Stored data entries
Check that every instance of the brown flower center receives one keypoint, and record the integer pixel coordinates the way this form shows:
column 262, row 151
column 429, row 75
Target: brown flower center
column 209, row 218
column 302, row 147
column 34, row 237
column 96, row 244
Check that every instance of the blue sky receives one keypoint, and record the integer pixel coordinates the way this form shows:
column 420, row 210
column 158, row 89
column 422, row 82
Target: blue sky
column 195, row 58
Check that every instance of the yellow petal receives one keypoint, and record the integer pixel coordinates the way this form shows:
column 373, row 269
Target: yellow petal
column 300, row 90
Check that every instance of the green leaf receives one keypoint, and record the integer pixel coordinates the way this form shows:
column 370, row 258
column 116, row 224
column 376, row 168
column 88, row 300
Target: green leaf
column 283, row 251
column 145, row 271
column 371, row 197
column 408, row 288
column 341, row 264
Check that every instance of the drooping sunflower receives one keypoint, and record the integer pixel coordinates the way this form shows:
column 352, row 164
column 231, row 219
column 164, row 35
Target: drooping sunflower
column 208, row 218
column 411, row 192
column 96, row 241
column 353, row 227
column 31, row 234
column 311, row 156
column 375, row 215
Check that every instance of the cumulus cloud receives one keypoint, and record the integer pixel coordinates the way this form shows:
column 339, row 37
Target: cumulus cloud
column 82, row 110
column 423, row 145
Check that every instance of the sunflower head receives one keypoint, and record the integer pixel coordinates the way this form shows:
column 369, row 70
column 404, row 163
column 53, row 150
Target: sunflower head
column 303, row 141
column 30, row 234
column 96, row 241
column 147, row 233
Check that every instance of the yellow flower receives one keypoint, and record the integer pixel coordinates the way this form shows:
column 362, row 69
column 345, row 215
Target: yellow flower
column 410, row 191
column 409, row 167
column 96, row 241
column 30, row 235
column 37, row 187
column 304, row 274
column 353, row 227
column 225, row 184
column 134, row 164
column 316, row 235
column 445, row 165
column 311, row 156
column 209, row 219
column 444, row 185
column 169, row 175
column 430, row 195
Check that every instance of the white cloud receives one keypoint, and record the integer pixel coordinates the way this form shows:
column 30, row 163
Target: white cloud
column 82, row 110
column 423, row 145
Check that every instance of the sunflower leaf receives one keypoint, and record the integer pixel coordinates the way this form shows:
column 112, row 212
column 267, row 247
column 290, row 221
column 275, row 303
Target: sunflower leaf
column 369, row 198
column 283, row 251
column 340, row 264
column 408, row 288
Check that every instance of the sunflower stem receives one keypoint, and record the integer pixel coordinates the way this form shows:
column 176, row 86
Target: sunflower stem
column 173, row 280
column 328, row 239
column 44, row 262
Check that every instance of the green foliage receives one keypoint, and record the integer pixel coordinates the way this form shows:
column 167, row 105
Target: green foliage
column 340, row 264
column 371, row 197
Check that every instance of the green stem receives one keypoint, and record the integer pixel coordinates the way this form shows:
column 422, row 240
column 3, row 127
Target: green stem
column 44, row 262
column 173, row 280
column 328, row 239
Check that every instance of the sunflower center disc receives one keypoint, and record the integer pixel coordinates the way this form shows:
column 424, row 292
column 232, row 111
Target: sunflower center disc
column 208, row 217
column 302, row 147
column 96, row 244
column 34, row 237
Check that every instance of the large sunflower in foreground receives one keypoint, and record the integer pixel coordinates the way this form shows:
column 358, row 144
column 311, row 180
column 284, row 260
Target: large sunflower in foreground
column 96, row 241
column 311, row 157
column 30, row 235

* About this task *
Which lines run from the one holding "column 53, row 150" through the one holding "column 345, row 215" in the records above? Repeat them exactly, both included, and nothing more.

* Result of this exercise *
column 53, row 150
Target: sunflower head
column 303, row 141
column 30, row 234
column 96, row 241
column 147, row 233
Check that every instance of the yellow flower receives one keypoint, and record the integer pixel coordinates the way this form shows:
column 362, row 69
column 345, row 215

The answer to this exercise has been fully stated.